▶ _Records supplied_
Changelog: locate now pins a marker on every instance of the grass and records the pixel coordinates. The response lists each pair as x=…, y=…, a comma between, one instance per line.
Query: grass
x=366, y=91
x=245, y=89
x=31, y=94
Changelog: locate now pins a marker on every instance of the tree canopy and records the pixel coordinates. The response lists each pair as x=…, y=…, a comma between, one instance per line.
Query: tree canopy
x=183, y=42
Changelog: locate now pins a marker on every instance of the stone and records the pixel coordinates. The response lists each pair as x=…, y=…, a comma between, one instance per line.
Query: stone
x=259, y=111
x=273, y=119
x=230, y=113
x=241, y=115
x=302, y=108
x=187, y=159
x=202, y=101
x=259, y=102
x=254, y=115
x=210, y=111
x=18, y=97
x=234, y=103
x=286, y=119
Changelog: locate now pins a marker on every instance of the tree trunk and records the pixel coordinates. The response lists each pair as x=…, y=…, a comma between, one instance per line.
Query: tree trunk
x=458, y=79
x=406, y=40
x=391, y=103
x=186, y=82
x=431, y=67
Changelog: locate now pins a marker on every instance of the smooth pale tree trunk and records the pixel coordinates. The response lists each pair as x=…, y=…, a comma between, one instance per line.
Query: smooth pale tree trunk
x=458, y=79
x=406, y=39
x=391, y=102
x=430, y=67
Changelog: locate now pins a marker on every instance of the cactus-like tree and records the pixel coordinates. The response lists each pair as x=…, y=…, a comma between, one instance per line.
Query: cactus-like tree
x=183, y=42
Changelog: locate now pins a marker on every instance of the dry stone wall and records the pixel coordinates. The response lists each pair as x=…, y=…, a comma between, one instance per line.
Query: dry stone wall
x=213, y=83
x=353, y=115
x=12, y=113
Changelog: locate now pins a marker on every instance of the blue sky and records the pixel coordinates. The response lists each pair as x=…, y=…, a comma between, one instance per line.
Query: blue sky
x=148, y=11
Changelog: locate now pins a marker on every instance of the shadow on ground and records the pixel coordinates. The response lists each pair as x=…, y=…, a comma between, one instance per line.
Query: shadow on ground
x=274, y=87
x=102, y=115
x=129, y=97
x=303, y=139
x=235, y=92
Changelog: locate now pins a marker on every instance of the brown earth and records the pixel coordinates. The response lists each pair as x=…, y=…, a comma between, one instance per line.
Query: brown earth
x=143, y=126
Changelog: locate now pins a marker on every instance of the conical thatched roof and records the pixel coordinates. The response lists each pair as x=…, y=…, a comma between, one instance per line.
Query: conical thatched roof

▶ _Instruction_
Copy all of the records above line for line, without changing anything.

▶ _Written answer_
Changelog: locate now pins a marker on every instance of the grass and records the pixel coordinates. The response lists each pair as x=…, y=…, a comma between, one instance per line.
Query: grass
x=366, y=91
x=245, y=89
x=31, y=94
Changelog: locate now pins a marker on every instance of the tree canopy and records the pixel coordinates. The response lists each pair as x=…, y=…, a comma between, one instance per line.
Query: tree canopy
x=183, y=42
Changelog: locate now pins a marker on every instance of the stone and records the pixel coordinates. The response lists each pair as x=…, y=…, a comma between, one instance per line.
Query: stone
x=259, y=111
x=273, y=119
x=230, y=113
x=241, y=115
x=302, y=108
x=187, y=159
x=202, y=101
x=259, y=102
x=254, y=115
x=210, y=111
x=18, y=97
x=234, y=103
x=286, y=119
Changelog: locate now pins a marker on every instance of the tree trunk and records the pixel coordinates. The response lists each pair as x=…, y=…, a comma between, one instance per line.
Query: tree trunk
x=458, y=79
x=406, y=40
x=391, y=103
x=186, y=82
x=431, y=67
Changelog: locate now pins a marker on every instance of the smooth pale tree trunk and records the pixel coordinates. The response lists each pair as x=…, y=…, a comma between, one instance per line.
Query: smooth pale tree trunk
x=458, y=79
x=406, y=39
x=391, y=102
x=430, y=67
Changelog: locate now pins a marker on every instance of the cactus-like tree and records the pixel coordinates. The response lists each pair as x=…, y=…, a comma between, one instance per line.
Query: cactus-like tree
x=183, y=42
Changelog: locate now pins a marker on every instance of the dry stone wall and records the pixel coordinates. The response lists each pair as x=…, y=…, a comma between, one instance per line.
Query: dry stone wall
x=213, y=83
x=353, y=115
x=12, y=113
Changelog: locate now pins a marker on every instance of the blue sky and records the pixel coordinates. The response lists each pair as x=…, y=…, a comma between, one instance per line.
Query: blue sky
x=148, y=11
Changelog: locate now pins a marker on every instance of the shadow on ground and records the pixel coordinates. The response lists each pair as x=…, y=…, a comma between, one instance per line.
Query: shadow on ground
x=274, y=87
x=102, y=115
x=129, y=97
x=303, y=139
x=235, y=92
Changelog: locate now pins a marker on every instance of the brown earth and records the pixel coordinates. The response lists each pair as x=…, y=…, a comma between, one instance per line.
Query: brown earth
x=143, y=126
Changelog: locate now pins a marker on every instance of the conical thatched roof and records the pixel coordinates. The response lists each pair as x=…, y=…, a comma between, one instance per line.
Query: conical thatched roof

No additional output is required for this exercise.